Prompt –
Every line below that holds the string "exact" should be copied.

Source material –
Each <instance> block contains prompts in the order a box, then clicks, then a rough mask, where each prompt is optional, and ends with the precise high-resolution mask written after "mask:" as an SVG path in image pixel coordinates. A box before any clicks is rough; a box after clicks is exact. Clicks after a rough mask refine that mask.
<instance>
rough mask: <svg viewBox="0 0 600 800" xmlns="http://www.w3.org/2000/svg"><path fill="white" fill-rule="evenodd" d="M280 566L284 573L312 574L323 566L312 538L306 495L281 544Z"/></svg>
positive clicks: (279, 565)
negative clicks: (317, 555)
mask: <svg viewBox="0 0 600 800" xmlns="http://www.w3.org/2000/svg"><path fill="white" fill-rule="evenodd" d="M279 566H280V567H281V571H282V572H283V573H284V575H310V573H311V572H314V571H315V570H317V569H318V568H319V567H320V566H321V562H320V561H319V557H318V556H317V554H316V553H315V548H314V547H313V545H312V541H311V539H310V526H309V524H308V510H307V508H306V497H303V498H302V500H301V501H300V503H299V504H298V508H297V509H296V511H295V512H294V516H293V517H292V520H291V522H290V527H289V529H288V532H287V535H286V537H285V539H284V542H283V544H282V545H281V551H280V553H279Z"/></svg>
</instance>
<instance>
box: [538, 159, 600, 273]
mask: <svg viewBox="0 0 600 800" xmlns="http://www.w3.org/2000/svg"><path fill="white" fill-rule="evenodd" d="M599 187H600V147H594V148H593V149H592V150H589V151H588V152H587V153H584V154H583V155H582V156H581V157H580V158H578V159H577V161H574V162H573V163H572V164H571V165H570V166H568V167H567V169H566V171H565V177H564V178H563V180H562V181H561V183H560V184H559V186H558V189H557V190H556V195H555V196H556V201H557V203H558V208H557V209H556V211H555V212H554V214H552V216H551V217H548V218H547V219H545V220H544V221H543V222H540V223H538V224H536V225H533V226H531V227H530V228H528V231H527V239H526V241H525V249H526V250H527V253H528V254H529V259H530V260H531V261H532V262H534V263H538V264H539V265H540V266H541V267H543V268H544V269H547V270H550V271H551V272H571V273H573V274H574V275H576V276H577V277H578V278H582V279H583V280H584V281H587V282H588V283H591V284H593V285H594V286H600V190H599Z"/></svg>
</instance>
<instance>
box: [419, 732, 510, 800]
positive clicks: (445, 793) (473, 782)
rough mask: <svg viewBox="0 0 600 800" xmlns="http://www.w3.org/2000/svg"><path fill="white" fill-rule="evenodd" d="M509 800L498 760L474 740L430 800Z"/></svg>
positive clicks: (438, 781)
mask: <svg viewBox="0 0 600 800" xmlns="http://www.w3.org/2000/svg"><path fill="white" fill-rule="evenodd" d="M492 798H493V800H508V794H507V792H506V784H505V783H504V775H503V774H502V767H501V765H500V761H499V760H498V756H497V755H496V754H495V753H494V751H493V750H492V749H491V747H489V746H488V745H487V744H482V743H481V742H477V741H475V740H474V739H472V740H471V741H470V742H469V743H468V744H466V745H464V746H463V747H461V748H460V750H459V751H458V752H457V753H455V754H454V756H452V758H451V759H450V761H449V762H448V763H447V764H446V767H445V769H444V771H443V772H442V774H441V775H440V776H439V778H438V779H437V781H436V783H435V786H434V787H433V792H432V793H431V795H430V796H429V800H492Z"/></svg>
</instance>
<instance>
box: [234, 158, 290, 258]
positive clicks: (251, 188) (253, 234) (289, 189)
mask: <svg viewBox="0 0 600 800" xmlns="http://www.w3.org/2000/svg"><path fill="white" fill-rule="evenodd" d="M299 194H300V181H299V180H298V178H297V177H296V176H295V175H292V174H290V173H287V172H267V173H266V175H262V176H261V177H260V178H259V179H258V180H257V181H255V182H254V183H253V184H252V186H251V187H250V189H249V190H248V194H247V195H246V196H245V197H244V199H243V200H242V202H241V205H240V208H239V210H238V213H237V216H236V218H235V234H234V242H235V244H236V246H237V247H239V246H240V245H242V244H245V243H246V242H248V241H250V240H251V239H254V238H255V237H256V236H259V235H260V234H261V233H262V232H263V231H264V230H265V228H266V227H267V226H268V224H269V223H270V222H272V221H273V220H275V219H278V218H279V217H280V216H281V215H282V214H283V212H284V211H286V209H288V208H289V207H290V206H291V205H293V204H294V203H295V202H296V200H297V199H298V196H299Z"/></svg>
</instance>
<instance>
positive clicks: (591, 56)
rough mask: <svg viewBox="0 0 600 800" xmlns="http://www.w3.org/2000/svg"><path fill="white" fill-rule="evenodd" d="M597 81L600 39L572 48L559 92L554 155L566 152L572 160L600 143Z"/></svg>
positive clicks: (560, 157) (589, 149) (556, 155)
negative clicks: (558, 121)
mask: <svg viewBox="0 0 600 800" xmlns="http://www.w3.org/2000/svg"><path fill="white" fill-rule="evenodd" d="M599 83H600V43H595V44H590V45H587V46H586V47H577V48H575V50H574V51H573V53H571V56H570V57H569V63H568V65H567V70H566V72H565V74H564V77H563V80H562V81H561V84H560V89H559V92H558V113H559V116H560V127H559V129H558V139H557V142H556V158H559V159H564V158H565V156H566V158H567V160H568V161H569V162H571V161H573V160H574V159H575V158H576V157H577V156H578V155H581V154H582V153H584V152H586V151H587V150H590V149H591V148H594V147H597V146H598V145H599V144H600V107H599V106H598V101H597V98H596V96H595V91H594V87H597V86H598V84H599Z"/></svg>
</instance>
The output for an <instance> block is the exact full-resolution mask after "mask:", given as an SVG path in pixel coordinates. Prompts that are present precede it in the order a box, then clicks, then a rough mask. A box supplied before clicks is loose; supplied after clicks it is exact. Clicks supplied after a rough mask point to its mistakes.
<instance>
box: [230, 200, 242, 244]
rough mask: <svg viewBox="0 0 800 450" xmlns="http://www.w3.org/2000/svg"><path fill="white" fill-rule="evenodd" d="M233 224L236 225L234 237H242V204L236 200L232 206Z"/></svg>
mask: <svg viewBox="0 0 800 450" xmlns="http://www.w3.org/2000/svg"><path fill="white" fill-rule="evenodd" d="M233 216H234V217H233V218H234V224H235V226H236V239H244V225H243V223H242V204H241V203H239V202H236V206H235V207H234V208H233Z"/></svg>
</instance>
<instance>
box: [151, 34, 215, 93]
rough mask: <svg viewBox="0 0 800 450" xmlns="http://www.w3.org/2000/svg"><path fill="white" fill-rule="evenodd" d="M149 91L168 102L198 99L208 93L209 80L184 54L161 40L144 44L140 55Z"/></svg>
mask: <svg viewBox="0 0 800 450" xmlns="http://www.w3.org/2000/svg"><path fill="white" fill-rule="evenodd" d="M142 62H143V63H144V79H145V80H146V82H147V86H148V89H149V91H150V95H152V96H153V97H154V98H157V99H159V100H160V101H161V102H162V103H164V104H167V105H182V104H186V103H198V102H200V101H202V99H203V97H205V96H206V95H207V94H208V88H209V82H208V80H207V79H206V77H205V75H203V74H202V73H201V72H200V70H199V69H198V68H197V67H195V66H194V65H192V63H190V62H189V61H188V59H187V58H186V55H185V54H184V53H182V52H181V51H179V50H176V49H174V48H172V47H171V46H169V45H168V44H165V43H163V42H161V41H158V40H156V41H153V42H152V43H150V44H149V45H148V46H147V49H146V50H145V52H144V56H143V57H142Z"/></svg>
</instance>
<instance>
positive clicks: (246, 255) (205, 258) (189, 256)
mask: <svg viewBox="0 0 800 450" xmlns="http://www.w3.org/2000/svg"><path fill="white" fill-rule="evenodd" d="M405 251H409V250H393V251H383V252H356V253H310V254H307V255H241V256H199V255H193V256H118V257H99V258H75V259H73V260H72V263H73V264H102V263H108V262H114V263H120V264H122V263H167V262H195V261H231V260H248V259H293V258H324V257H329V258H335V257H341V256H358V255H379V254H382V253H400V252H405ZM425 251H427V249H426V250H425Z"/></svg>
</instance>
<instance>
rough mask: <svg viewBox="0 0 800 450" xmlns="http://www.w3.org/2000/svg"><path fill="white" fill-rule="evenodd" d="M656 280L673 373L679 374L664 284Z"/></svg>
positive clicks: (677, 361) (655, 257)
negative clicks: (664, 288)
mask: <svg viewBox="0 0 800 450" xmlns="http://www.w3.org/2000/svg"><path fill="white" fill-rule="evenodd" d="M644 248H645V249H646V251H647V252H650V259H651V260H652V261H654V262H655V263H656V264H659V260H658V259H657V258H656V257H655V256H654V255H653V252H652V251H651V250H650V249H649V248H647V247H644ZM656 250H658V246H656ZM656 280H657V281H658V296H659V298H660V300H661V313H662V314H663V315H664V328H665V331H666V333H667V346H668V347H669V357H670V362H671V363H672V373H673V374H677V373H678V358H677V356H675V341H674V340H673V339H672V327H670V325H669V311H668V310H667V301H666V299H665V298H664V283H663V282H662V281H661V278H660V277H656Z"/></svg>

Task response –
Each <instance> block contains prompts in the order a box, then clicks, then a rough mask, where each prompt is optional, and ends with the precise high-resolution mask written after "mask:" as an SVG path in image pixel coordinates. A box before any clicks is rough; a box after clicks is exact. Clicks after a rough mask refine that mask.
The output for an <instance> block is the exact full-resolution mask after "mask:", given as an SVG path in pixel coordinates. Prompts that are present precede it in the order a box, then clicks, then a rough mask. A box supplied before clicks is loose; supplied after clicks it is exact. Clicks supplied after a rough mask point to its mistakes.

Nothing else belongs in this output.